• **Written problem**: Pick out each line in the rows below that contains the word "flat", and copy those lines.

• **Provided information**:
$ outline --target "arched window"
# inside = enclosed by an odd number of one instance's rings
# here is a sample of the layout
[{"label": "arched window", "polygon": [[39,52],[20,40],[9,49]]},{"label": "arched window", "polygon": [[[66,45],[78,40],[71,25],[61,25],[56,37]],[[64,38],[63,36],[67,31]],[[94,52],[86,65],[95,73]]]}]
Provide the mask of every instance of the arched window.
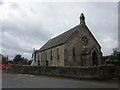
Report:
[{"label": "arched window", "polygon": [[98,65],[98,55],[97,55],[97,53],[94,51],[93,53],[92,53],[92,64],[93,64],[93,66],[97,66]]}]

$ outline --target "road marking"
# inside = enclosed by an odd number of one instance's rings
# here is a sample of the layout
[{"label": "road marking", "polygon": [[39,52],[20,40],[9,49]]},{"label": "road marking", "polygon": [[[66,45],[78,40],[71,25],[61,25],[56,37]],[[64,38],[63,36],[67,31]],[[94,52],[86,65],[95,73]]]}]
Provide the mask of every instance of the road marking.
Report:
[{"label": "road marking", "polygon": [[23,74],[17,74],[17,75],[23,75]]},{"label": "road marking", "polygon": [[35,76],[35,75],[29,75],[29,74],[17,74],[17,75],[24,75],[24,76]]},{"label": "road marking", "polygon": [[25,74],[25,76],[28,76],[28,74]]}]

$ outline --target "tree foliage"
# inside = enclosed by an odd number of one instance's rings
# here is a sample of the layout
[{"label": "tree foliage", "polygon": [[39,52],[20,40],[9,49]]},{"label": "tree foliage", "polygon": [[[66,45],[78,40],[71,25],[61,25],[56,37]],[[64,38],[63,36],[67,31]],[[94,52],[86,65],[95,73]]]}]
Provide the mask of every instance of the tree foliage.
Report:
[{"label": "tree foliage", "polygon": [[13,61],[14,61],[15,63],[19,63],[21,60],[22,60],[22,57],[21,57],[20,54],[17,54],[17,55],[14,57],[14,59],[13,59]]},{"label": "tree foliage", "polygon": [[120,61],[120,51],[118,50],[118,48],[113,48],[113,53],[111,54],[110,59],[112,61]]}]

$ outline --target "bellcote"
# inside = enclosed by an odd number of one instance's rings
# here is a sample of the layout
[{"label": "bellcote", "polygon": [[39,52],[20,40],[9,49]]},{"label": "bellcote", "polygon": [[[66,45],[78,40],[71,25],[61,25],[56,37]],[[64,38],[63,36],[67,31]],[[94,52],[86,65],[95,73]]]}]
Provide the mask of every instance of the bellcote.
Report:
[{"label": "bellcote", "polygon": [[80,25],[85,25],[85,17],[83,13],[80,15]]}]

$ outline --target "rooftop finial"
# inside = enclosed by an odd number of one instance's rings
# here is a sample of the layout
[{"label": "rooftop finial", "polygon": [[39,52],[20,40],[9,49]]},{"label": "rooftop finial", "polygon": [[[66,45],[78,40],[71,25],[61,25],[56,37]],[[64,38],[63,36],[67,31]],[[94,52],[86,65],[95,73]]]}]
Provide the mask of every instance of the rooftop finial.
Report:
[{"label": "rooftop finial", "polygon": [[85,25],[85,17],[84,17],[84,14],[83,13],[81,13],[81,15],[80,15],[80,25]]}]

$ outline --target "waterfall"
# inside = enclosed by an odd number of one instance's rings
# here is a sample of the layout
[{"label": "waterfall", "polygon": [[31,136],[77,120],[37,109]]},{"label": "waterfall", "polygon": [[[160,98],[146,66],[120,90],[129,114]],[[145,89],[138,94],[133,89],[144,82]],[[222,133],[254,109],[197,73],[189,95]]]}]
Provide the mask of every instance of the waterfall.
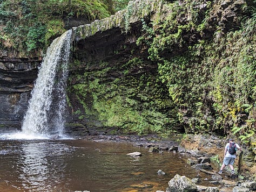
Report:
[{"label": "waterfall", "polygon": [[61,137],[63,134],[71,34],[71,30],[66,31],[47,49],[22,124],[25,134]]}]

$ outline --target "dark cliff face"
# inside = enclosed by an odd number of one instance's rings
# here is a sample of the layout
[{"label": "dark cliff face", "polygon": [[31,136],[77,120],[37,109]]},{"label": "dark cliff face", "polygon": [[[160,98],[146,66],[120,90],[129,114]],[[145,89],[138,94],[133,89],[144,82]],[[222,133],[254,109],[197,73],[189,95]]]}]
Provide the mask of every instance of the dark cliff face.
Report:
[{"label": "dark cliff face", "polygon": [[19,129],[42,58],[0,53],[0,129]]},{"label": "dark cliff face", "polygon": [[[145,47],[136,45],[143,35],[142,27],[142,22],[138,22],[129,32],[116,27],[75,45],[68,90],[67,127],[73,133],[77,130],[83,134],[132,132],[139,126],[141,131],[151,131],[159,125],[153,124],[157,119],[165,119],[164,125],[170,125],[167,119],[174,115],[164,113],[170,108],[170,99],[156,95],[159,89],[166,89],[157,79],[157,63],[147,59]],[[160,99],[166,100],[164,104],[161,101],[164,106],[150,104]]]}]

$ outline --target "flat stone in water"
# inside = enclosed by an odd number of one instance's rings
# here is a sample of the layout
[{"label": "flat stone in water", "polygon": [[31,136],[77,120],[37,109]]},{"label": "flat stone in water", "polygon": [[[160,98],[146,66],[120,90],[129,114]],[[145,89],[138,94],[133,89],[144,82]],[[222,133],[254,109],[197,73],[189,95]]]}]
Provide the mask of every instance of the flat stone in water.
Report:
[{"label": "flat stone in water", "polygon": [[138,152],[135,152],[133,153],[130,153],[126,154],[127,155],[130,155],[132,157],[138,157],[138,156],[142,156],[142,153]]}]

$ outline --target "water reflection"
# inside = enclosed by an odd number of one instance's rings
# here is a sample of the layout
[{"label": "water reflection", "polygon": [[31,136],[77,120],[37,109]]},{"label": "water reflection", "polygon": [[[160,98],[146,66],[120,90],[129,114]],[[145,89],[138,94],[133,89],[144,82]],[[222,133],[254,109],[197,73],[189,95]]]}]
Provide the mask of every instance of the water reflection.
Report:
[{"label": "water reflection", "polygon": [[70,153],[70,148],[63,144],[45,141],[23,143],[22,155],[17,163],[19,169],[18,177],[22,182],[22,188],[37,191],[60,188],[66,167],[63,156]]},{"label": "water reflection", "polygon": [[[126,155],[134,151],[142,156]],[[186,160],[129,144],[0,140],[0,191],[165,191],[175,174],[192,179],[198,174]],[[166,175],[158,175],[159,169]],[[200,174],[202,181],[210,179]]]}]

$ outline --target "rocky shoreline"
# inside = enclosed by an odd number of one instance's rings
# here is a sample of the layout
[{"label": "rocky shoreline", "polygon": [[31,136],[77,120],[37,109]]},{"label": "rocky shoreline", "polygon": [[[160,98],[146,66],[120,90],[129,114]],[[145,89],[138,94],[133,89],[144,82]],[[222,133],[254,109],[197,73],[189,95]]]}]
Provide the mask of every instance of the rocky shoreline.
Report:
[{"label": "rocky shoreline", "polygon": [[[232,175],[227,167],[221,175],[217,173],[219,170],[213,169],[212,165],[214,165],[216,167],[217,164],[222,162],[220,157],[223,156],[226,142],[225,139],[215,136],[187,135],[184,138],[178,137],[170,139],[153,134],[143,136],[104,135],[84,136],[78,139],[95,141],[131,143],[134,146],[148,148],[148,151],[152,153],[182,153],[188,156],[187,163],[192,168],[211,175],[212,180],[209,182],[214,186],[200,186],[199,177],[189,179],[185,175],[177,174],[169,182],[166,192],[256,191],[256,181],[253,174],[242,172],[238,174],[238,158],[241,158],[238,155],[235,165],[237,174]],[[161,170],[159,172],[161,174],[164,173]]]}]

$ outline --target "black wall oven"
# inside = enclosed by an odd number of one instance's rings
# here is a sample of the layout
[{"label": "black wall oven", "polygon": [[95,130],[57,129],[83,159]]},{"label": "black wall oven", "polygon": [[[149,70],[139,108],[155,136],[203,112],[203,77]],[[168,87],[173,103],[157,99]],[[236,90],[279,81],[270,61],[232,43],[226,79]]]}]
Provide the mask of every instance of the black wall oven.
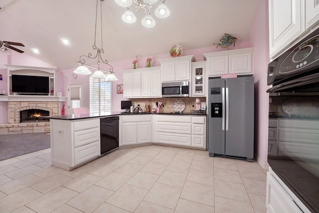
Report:
[{"label": "black wall oven", "polygon": [[269,63],[268,163],[319,213],[319,28]]}]

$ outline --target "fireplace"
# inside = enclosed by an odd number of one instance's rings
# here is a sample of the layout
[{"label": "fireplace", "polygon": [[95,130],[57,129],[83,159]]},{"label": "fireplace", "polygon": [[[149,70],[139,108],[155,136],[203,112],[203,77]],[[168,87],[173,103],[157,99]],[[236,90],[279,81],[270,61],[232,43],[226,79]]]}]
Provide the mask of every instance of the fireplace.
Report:
[{"label": "fireplace", "polygon": [[43,119],[42,116],[50,115],[50,112],[38,109],[29,109],[20,111],[20,123],[47,122],[49,120]]}]

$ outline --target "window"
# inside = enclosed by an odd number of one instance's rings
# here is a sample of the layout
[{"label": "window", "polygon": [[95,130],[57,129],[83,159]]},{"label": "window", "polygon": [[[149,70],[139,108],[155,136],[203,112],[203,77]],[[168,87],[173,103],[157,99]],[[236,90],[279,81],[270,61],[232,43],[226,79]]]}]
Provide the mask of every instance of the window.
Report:
[{"label": "window", "polygon": [[111,82],[90,77],[90,113],[99,115],[111,112]]}]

• **Full output**:
$ outline --target "flat stone in water"
[{"label": "flat stone in water", "polygon": [[31,136],[77,120],[37,109]]},{"label": "flat stone in water", "polygon": [[[160,98],[146,66],[120,90],[129,114]],[[145,89],[138,94],[133,89],[144,82]],[[222,133],[254,109],[197,73],[189,95]]]}]
Provide the mask of every instance of the flat stone in water.
[{"label": "flat stone in water", "polygon": [[138,152],[135,152],[133,153],[130,153],[126,154],[127,155],[130,155],[132,157],[138,157],[138,156],[142,156],[142,153]]}]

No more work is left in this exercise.